### TRY IT
Starting with the line that contains "Query: arched iron gate", copy every line through the end of the data below, exactly and with nothing added.

· · ·

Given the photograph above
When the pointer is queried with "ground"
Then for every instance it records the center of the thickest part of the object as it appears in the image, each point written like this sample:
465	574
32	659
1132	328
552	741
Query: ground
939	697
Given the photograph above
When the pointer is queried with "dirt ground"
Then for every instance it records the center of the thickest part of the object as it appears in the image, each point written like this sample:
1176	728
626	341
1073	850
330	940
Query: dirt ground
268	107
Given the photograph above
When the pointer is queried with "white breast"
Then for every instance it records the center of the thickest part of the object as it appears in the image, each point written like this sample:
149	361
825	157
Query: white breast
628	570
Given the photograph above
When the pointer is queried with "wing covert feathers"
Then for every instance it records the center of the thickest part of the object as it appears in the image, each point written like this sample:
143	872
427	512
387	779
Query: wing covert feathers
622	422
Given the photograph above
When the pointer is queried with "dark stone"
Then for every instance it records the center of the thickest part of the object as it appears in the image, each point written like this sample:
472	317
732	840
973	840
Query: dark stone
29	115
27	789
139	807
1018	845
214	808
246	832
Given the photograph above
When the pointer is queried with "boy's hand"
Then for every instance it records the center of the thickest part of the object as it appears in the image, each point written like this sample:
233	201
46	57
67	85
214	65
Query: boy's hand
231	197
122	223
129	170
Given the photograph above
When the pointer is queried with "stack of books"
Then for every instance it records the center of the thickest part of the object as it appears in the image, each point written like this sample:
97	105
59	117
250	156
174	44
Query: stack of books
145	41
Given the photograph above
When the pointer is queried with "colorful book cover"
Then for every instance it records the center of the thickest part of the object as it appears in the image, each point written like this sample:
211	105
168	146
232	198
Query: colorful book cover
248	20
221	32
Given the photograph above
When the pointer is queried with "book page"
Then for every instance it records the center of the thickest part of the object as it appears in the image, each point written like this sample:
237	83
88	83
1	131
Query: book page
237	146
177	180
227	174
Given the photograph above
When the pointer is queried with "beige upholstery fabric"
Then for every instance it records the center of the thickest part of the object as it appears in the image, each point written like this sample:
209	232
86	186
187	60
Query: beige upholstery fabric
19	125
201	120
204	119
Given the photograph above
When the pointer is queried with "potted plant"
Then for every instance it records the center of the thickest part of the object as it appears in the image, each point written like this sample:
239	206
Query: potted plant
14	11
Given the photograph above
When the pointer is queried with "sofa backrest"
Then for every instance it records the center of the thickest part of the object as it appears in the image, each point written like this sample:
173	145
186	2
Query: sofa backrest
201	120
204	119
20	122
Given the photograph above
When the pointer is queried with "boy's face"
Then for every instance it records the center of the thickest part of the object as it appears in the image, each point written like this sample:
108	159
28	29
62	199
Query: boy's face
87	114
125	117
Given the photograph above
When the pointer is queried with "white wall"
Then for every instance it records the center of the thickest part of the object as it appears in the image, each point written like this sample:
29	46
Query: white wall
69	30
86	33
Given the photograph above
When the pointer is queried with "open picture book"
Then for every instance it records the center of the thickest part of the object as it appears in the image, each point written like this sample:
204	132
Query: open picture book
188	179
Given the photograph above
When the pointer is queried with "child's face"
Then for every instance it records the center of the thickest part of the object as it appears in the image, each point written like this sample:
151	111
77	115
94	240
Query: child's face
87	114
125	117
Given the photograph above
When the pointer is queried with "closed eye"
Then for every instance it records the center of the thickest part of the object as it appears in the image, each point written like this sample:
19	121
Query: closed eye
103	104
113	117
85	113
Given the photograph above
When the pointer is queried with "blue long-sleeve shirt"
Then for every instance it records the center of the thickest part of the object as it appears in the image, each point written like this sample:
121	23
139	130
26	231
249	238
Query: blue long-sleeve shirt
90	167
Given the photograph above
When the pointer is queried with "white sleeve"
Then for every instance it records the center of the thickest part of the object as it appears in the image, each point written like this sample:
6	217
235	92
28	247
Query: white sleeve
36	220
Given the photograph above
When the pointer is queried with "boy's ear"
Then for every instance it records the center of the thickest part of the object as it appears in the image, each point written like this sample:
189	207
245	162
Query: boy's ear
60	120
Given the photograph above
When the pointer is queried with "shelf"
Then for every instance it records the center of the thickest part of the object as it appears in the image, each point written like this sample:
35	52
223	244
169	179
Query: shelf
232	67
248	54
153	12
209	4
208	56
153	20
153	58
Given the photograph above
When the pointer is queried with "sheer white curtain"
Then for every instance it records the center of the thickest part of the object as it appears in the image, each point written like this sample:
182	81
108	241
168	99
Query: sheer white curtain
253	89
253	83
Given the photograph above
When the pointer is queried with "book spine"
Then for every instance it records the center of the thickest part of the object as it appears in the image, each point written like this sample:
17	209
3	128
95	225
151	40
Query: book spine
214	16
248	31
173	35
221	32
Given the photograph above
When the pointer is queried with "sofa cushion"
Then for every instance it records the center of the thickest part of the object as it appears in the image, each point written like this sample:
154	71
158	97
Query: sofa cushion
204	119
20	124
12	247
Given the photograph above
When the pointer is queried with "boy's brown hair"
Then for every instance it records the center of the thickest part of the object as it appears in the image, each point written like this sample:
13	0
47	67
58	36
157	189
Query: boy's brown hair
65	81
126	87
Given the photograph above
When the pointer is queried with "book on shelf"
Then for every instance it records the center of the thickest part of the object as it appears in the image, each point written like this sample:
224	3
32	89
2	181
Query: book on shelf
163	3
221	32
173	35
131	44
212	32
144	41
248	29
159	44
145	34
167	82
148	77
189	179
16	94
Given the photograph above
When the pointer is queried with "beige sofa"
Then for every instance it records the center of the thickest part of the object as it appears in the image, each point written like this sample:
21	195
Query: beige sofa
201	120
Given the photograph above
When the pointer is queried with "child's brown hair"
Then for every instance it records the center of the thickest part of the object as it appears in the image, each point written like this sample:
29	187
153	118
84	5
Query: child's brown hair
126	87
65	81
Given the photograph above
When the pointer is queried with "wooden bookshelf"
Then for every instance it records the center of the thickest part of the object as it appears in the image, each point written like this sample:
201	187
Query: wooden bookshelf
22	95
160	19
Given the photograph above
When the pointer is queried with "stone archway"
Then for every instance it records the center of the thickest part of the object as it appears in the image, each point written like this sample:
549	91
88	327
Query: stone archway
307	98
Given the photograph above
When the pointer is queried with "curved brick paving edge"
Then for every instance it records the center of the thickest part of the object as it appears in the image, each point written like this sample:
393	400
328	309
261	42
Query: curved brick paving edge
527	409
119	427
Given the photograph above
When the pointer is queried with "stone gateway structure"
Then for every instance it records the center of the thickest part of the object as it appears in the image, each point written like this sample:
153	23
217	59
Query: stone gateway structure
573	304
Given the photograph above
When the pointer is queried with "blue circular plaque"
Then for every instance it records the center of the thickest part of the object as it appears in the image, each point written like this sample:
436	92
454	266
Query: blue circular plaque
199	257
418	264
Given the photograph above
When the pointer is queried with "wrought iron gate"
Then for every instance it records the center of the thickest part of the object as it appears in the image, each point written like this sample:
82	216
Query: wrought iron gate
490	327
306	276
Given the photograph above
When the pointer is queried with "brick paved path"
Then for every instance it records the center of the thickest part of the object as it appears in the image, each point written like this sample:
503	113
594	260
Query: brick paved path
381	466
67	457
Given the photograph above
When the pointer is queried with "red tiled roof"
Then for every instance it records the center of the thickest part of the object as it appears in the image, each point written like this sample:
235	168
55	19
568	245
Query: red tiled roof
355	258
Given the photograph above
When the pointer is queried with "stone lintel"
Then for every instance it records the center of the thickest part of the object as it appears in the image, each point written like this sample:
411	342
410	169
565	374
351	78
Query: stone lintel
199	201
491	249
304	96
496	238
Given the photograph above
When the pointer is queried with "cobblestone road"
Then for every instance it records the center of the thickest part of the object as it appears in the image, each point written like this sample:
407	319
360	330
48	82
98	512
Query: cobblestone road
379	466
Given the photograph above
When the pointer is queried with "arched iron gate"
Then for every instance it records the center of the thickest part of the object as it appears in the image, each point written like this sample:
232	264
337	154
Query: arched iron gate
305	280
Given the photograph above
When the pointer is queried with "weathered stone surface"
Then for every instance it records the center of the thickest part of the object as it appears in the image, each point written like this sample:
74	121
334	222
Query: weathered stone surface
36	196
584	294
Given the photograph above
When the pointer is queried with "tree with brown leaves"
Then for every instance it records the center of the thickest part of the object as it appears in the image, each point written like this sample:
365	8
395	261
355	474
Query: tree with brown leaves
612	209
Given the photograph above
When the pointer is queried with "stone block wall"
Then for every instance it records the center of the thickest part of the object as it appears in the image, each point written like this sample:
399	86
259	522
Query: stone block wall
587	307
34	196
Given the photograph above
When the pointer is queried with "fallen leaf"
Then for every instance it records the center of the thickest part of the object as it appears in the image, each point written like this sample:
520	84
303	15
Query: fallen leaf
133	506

· · ·

### RESPONSE
Query: arched iron gate
305	280
Given the photograph above
When the pointer is queried with "weathered stone surface"
Then for every instance it records the center of the thickest part of the object as it appears in the image, each point written like this sample:
74	121
334	222
Query: weathered stone surface
36	196
584	294
Given the photograph above
When the pointer is queried with "tree with brown leaves"
Then for every instance it records the center of the thickest part of the object as it appears in the image, each point written like this sample:
365	8
395	261
355	474
Query: tree with brown leaves
612	209
Given the photograph above
When the pointer is queried with "stone block wall"
Then for every instance it records the center of the thickest part of the object as it appears in the image, each point written like this sample:
399	86
259	522
Query: stone block wall
587	307
34	196
Given the photograph above
When the pointer is queried with "fallen leaf"
Then for every instance it records the center of the thickest part of the object as it appears in the image, each point written like this sample:
520	84
303	15
Query: fallen leaf
133	506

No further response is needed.